Locate every line in the data below that contains the word "wall" and copy each of those lines in full.

(Items stored from a collection)
# # # # # # #

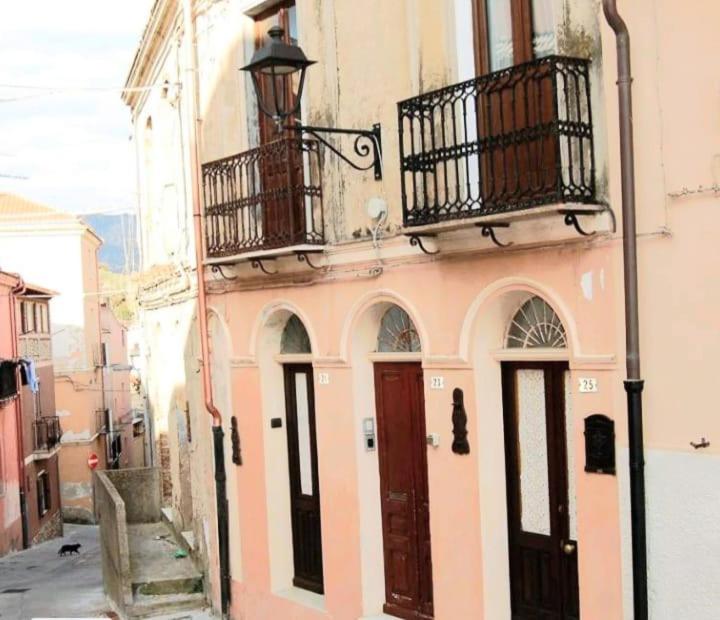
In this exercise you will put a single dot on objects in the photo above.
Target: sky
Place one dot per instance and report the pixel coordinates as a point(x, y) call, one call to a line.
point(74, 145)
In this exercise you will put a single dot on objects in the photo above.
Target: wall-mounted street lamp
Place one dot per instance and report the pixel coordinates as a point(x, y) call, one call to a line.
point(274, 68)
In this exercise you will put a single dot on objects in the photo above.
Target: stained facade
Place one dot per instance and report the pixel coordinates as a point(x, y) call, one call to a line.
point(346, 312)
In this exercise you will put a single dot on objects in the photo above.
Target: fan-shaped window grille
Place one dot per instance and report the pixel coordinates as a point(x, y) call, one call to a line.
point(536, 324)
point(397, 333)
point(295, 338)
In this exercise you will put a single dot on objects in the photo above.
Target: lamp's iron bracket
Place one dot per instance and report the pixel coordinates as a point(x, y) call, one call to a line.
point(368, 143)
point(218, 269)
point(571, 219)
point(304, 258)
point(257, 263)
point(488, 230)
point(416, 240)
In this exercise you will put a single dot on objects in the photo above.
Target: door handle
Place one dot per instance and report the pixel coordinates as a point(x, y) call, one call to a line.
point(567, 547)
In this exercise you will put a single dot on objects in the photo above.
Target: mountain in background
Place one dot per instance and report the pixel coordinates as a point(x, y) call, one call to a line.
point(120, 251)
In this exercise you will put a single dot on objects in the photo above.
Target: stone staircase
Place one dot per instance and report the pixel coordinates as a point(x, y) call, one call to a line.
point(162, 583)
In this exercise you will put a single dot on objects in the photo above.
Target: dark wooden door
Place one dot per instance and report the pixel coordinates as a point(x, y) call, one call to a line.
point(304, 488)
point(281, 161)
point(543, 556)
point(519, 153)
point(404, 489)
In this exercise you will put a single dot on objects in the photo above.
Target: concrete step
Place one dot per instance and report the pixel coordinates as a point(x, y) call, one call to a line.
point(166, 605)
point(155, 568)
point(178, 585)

# # # # # # #

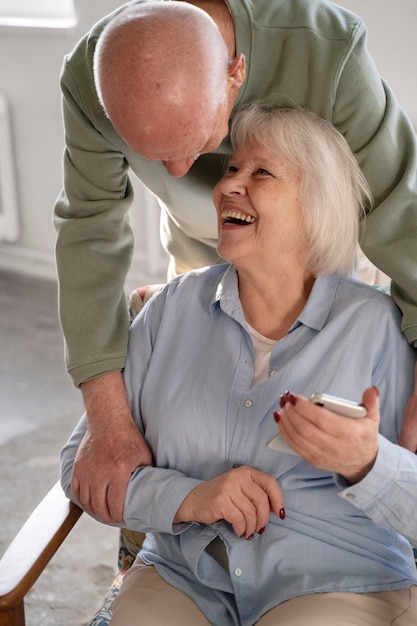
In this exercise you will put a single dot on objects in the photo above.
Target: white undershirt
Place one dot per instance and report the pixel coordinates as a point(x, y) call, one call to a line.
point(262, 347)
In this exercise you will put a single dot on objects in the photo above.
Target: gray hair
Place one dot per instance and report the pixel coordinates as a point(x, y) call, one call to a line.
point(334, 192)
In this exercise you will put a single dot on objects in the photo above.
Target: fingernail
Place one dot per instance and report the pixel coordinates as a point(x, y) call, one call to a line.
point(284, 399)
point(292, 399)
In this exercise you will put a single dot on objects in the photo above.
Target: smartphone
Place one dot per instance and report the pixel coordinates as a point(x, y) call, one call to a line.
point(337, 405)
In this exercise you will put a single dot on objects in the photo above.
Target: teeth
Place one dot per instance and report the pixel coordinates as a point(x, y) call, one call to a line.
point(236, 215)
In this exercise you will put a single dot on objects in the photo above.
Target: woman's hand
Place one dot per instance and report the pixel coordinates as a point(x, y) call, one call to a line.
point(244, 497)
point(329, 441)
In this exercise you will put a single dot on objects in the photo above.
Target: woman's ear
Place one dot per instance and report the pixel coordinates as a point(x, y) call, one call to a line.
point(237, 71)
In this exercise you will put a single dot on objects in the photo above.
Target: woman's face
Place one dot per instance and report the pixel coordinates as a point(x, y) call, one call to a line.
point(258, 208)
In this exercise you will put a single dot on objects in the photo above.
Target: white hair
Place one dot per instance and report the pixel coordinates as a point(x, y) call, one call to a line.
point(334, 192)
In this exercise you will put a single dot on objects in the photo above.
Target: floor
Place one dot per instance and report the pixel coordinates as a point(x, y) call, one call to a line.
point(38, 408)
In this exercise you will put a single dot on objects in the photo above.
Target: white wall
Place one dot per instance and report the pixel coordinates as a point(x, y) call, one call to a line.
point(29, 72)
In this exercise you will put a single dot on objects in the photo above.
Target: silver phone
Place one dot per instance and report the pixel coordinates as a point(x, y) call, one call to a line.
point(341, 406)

# # # # # # #

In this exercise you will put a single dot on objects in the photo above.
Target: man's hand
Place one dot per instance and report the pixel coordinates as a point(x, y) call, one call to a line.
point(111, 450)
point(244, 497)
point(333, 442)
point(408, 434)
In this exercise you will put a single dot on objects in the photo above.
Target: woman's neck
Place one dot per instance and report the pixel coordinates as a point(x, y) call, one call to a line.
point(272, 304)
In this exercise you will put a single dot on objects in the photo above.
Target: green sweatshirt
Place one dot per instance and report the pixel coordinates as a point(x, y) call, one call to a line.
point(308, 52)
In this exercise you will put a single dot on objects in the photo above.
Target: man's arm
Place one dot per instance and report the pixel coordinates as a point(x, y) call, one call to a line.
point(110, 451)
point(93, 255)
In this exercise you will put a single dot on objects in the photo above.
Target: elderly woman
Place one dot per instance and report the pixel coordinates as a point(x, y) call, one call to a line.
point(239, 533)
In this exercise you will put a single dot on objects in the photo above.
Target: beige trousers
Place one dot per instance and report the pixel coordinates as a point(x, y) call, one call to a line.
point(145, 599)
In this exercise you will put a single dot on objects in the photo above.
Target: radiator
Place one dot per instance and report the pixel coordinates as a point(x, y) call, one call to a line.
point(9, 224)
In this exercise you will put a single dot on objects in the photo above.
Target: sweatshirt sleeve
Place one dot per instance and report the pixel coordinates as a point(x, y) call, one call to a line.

# # # # # # #

Task result.
Target: wall-mounted street lamp
Target: white wall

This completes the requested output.